(WHAT THE EXERCISE ASKS): Copy out, from the entries below, each line that holds the string "stamp".

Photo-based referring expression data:
<<<<

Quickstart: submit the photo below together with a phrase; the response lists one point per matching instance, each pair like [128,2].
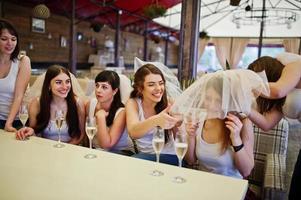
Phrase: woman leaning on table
[14,77]
[57,94]
[109,112]
[148,108]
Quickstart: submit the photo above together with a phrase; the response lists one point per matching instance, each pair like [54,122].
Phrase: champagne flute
[181,146]
[23,114]
[59,119]
[91,132]
[158,144]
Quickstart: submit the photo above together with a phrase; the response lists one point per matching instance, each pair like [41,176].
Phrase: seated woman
[109,112]
[222,139]
[148,108]
[222,146]
[57,94]
[284,76]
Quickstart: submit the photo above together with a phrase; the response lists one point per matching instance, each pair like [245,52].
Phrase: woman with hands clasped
[221,146]
[147,109]
[108,109]
[56,95]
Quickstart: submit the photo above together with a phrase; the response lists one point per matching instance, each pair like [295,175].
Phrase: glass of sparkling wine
[23,114]
[91,132]
[158,144]
[181,149]
[59,120]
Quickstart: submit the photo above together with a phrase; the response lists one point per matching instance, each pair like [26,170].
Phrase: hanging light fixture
[41,11]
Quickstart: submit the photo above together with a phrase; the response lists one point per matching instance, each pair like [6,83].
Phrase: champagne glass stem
[180,162]
[90,143]
[59,135]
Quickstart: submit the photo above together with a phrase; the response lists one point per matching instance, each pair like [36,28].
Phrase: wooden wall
[49,50]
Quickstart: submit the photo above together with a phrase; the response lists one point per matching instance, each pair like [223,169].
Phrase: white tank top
[7,90]
[211,160]
[124,143]
[144,144]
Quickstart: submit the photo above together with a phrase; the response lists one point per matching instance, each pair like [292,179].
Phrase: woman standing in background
[14,76]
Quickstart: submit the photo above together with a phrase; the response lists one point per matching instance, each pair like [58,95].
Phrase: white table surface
[34,169]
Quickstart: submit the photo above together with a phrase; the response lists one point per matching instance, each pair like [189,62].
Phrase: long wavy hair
[8,26]
[113,79]
[138,86]
[273,69]
[43,116]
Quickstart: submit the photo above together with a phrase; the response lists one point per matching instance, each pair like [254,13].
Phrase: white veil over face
[221,92]
[173,87]
[36,89]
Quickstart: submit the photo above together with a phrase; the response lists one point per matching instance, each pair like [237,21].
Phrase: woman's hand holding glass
[91,129]
[23,114]
[234,124]
[166,121]
[59,120]
[24,133]
[158,144]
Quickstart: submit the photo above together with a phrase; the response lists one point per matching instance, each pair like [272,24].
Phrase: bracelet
[238,148]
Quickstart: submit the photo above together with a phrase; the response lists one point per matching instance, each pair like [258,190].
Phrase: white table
[34,169]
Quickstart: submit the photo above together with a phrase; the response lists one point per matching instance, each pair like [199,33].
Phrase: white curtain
[222,48]
[238,48]
[202,45]
[291,45]
[230,49]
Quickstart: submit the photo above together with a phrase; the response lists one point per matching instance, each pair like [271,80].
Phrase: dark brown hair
[10,28]
[43,116]
[273,69]
[139,79]
[138,86]
[113,79]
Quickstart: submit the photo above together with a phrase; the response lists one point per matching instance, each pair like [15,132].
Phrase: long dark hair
[139,79]
[6,25]
[273,69]
[113,79]
[138,86]
[43,116]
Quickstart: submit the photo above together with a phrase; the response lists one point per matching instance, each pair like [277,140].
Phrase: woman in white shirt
[57,94]
[109,112]
[14,77]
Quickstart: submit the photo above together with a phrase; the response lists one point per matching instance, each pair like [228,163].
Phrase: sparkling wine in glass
[91,130]
[181,146]
[23,114]
[158,144]
[59,120]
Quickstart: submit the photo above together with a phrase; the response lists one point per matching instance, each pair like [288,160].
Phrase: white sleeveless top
[211,160]
[144,144]
[124,143]
[51,132]
[292,106]
[7,90]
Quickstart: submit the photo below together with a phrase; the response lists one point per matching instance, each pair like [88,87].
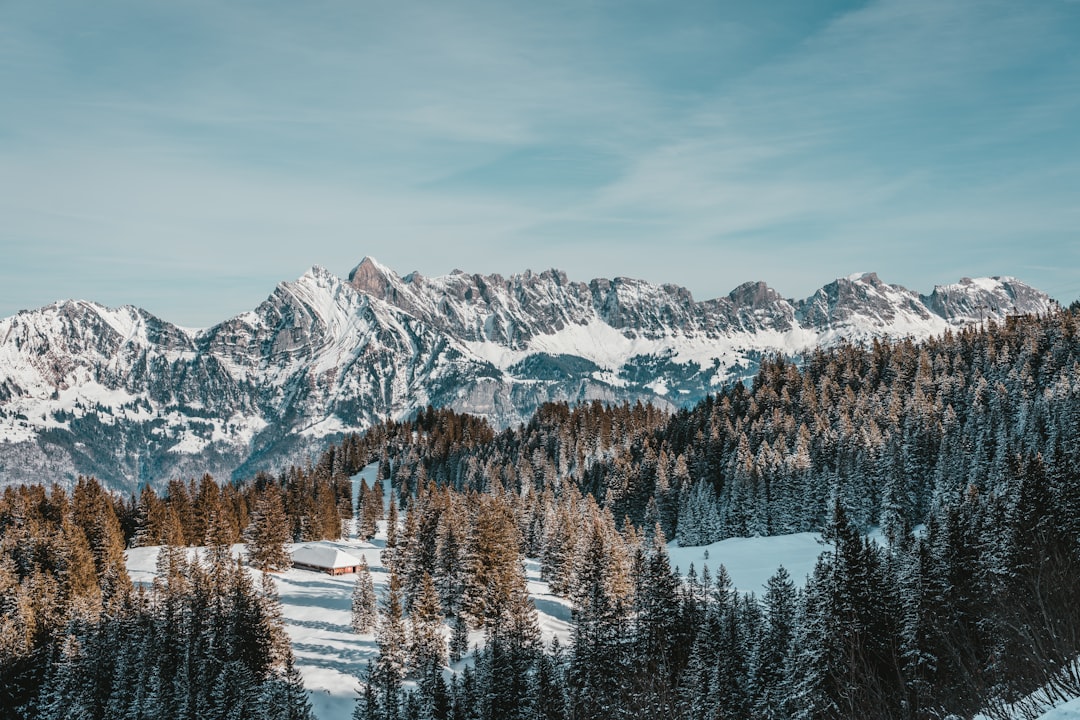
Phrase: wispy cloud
[793,146]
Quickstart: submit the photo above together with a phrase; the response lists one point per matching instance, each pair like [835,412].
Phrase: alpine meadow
[494,360]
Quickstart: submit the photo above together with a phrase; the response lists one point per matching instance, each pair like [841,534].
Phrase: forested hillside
[963,449]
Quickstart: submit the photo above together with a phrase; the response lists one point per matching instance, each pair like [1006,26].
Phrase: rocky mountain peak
[131,398]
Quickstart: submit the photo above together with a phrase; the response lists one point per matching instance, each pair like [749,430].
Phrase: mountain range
[131,398]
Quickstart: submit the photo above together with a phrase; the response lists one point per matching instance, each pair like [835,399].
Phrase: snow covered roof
[324,556]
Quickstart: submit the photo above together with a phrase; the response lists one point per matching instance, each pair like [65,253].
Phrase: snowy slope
[129,397]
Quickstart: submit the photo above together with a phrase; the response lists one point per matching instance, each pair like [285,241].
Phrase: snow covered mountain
[130,397]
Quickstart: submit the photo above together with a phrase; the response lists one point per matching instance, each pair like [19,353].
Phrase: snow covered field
[316,607]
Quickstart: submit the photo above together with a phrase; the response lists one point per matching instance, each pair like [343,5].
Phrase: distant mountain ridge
[130,397]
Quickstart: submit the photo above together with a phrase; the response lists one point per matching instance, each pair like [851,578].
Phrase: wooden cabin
[320,557]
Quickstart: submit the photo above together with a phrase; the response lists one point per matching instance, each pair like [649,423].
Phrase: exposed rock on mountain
[130,397]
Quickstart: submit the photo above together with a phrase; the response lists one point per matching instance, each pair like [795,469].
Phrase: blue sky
[186,157]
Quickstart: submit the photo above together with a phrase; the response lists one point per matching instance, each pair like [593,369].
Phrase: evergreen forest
[963,450]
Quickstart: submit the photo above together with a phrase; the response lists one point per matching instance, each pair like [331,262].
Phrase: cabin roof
[324,556]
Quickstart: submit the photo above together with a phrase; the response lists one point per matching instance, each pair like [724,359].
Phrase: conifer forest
[962,450]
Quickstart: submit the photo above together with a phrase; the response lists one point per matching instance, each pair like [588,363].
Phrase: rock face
[132,398]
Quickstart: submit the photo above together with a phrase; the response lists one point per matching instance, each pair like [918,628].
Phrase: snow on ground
[751,561]
[1068,711]
[316,607]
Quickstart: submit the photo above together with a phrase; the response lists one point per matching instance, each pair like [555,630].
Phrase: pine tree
[392,663]
[364,612]
[268,533]
[428,643]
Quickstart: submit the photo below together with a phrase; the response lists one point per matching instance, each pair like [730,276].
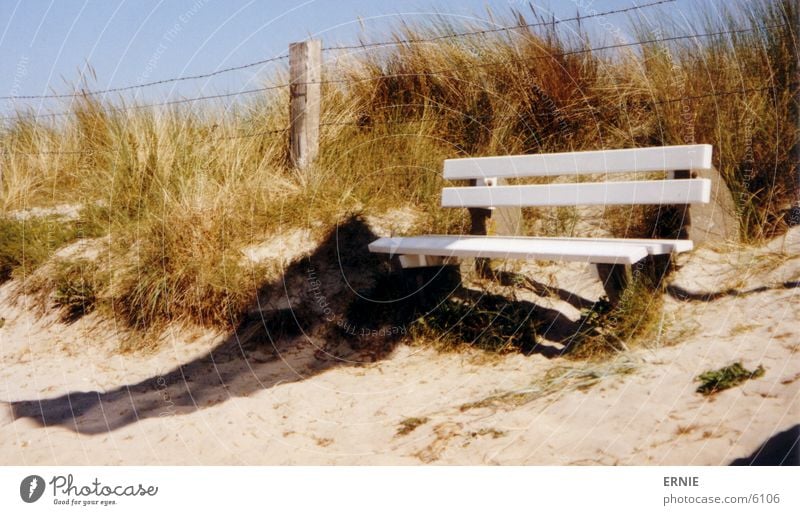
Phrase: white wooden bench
[612,255]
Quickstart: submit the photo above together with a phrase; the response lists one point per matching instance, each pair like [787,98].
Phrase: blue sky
[46,45]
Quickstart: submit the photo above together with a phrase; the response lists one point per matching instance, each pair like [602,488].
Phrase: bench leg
[615,279]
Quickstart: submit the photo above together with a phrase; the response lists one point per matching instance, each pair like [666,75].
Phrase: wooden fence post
[305,73]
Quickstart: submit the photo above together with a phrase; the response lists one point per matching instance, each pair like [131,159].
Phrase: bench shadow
[293,331]
[781,449]
[339,306]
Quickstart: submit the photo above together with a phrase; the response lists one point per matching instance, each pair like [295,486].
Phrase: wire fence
[383,76]
[380,77]
[362,46]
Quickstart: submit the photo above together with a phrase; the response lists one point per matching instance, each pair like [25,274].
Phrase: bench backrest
[486,170]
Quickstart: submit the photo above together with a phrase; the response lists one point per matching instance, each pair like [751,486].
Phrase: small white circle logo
[31,488]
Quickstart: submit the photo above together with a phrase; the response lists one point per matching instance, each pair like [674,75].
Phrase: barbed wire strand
[332,48]
[402,75]
[373,123]
[509,28]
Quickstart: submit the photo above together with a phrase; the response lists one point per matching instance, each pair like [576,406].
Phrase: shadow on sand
[339,306]
[781,449]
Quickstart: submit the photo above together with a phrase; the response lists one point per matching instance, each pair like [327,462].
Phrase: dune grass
[181,191]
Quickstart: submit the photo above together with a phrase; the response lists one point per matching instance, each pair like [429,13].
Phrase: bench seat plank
[588,250]
[673,191]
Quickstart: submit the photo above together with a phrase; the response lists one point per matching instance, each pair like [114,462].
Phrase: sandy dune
[70,398]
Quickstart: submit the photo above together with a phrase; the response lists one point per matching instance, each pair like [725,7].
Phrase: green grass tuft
[715,381]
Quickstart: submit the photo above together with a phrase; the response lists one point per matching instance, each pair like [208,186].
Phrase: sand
[69,397]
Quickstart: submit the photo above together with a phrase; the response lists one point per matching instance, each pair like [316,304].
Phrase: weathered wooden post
[305,74]
[498,221]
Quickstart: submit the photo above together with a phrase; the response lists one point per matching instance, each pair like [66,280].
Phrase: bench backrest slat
[669,191]
[679,157]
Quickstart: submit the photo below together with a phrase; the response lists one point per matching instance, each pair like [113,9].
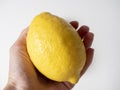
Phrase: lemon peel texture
[55,48]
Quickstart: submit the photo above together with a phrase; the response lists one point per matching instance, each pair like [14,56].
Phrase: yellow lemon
[55,48]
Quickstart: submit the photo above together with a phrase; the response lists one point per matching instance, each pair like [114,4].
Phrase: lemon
[55,48]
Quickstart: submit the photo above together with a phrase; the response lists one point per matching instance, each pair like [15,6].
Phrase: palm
[28,73]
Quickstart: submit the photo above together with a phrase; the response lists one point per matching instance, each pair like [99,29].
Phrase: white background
[103,18]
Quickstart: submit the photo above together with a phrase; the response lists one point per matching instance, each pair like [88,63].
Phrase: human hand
[24,76]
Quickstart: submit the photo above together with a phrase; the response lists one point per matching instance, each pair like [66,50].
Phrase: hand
[24,76]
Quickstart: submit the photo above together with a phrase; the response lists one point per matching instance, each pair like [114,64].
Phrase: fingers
[88,39]
[83,30]
[89,57]
[74,24]
[22,38]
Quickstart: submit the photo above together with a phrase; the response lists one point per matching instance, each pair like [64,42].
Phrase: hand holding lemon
[58,53]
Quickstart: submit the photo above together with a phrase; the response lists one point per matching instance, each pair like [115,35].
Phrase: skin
[24,76]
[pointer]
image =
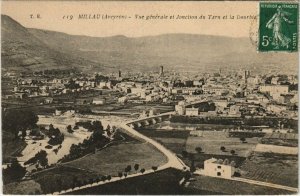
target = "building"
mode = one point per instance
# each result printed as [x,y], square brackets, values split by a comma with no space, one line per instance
[99,101]
[192,111]
[180,108]
[274,89]
[219,168]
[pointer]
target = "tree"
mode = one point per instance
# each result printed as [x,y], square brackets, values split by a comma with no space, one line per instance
[103,178]
[232,163]
[69,129]
[42,158]
[136,167]
[198,149]
[184,153]
[13,172]
[109,177]
[154,168]
[243,139]
[120,174]
[232,152]
[18,120]
[128,169]
[222,148]
[226,162]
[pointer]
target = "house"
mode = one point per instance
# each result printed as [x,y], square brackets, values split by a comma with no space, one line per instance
[99,101]
[219,168]
[192,111]
[48,100]
[180,108]
[274,89]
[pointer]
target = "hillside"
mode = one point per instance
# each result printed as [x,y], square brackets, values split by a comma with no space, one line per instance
[21,51]
[35,48]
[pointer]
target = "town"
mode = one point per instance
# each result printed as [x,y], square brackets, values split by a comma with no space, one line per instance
[240,112]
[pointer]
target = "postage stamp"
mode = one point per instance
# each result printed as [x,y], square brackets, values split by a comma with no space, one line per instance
[278,26]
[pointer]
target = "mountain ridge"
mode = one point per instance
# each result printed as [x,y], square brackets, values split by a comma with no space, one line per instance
[174,51]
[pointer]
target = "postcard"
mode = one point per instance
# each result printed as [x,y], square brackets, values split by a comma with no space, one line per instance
[149,97]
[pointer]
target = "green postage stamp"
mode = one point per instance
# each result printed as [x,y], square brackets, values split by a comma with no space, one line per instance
[278,26]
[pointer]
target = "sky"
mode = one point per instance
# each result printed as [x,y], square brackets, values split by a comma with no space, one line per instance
[52,13]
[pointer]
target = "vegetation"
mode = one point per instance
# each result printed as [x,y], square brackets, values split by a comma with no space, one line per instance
[13,172]
[198,149]
[232,152]
[222,148]
[96,140]
[16,121]
[56,137]
[40,158]
[154,168]
[136,167]
[272,122]
[69,129]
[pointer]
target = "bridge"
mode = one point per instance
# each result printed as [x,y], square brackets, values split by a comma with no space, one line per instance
[149,120]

>>>>

(SOLUTION TO THIS EXERCISE):
target = "postage stamp"
target = "green postage stamp"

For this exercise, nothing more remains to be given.